## Exercise description
Transcribe all of the records precisely as they are presented.

--- BEGIN ---

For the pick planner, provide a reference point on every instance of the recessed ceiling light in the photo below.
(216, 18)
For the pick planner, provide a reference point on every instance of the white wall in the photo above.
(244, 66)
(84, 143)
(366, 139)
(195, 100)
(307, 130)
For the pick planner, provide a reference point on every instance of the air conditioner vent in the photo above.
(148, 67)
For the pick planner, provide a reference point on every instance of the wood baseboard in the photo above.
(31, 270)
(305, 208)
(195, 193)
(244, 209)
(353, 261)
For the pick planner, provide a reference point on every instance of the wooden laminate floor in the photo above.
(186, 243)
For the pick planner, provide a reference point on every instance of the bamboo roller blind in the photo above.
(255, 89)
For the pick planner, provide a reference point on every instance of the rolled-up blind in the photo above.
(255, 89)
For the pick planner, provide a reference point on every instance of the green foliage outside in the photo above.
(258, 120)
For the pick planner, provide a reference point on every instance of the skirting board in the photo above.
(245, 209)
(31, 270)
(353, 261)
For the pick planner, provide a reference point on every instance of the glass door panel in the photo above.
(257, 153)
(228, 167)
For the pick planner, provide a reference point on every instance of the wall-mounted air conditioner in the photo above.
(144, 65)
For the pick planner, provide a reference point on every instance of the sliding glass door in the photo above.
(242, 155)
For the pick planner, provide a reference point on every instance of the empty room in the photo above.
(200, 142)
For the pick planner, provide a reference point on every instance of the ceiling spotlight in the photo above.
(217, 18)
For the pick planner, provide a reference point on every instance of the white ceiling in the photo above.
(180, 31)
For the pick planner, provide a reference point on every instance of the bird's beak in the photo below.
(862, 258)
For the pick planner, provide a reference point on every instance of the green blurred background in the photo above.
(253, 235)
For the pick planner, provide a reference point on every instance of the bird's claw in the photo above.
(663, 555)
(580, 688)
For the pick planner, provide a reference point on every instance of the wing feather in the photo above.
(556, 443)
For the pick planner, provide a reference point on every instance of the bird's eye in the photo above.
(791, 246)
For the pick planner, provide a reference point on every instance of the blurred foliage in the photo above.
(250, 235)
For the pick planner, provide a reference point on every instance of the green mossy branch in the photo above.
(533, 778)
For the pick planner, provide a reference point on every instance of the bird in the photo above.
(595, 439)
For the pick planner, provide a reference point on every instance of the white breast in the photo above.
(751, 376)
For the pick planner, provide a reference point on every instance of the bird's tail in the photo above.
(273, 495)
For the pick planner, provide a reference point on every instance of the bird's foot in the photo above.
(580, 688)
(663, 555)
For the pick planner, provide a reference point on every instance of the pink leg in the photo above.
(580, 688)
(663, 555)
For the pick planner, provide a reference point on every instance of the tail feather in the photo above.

--- END ---

## Answer below
For the pick planner, provide a reference point on every instance of the recessed ceiling light in the photo below.
(216, 18)
For the pick planner, provide a reference point on every instance of the white wall in the photo above.
(244, 66)
(84, 143)
(366, 139)
(195, 100)
(307, 130)
For the pick planner, provide a reference point on every instance of the air conditioner vent in the photo above.
(148, 67)
For the pick planner, provide a reference point on every instance of the wood baseboard in the photo above.
(31, 270)
(305, 208)
(195, 193)
(244, 209)
(353, 261)
For the pick planner, provide a reference point on every instance of the wooden laminate floor in the photo above.
(186, 243)
For the pick planner, provide a reference point on every instance of the bamboo roller blind in the photo above.
(255, 89)
For the pick planner, provide a reference point on every instance of the rolled-up blind in the photo above.
(255, 89)
For the pick planner, provide a reference point on every instance of the green foliage outside in the photo above.
(258, 120)
For the pick planner, provide a reference point on every instance of the skirting board in the photo above.
(245, 209)
(31, 270)
(353, 261)
For the pick planner, provide a reference point on every instance of the glass door panel in the photo above.
(257, 153)
(228, 167)
For the pick planner, provide a reference point on every instance of the wall-mounted air conditioner in the photo above.
(144, 65)
For the pick planner, provide a reference point on every instance of the sliding glass door in the photo above.
(242, 155)
For the pick planner, provide a reference point on every instance of the empty room in the photo above.
(200, 142)
For the pick planner, provide a reference point on every instance of the ceiling spotlight in the photo above.
(217, 18)
For the pick planner, provide a reference point on every instance of the white ceiling in the photo above.
(180, 31)
For the pick planner, provide a reference point on every instance of the bird's beak in the photo below.
(862, 258)
For the pick planner, provide a reference point on every instance of the green blurred background in the photo above.
(253, 235)
For the pick planner, provide a reference point on every instance of the bird's claw in the photo above.
(663, 555)
(580, 688)
For the pick planner, provide a reference point on every instance of the wing feather in the photo above.
(556, 443)
For the pick planner, provide a reference point on every instance of the bird's eye in the photo above.
(791, 246)
For the pick planner, provide a reference point on every instance of the blurred foliage in the photo above.
(250, 235)
For the pick planner, provide a reference point on every instance of the green mossy branch in the photo above.
(533, 778)
For the pick planner, provide a reference point on every instance of the bird in the photo above.
(595, 439)
For the pick planner, provide a reference point on every instance of the white breast in the photo above.
(751, 376)
For the pick planner, provide a reference point on every instance of the bird's tail in the photo above.
(273, 495)
For the pick planner, provide a reference point on every instance of the bird's foot in the photo above.
(580, 688)
(663, 555)
For the pick planner, provide a reference point on every instance of the pink leg in the photo above.
(580, 688)
(663, 555)
For the pick planner, provide a reference point on every instance of the tail feather in the photo above.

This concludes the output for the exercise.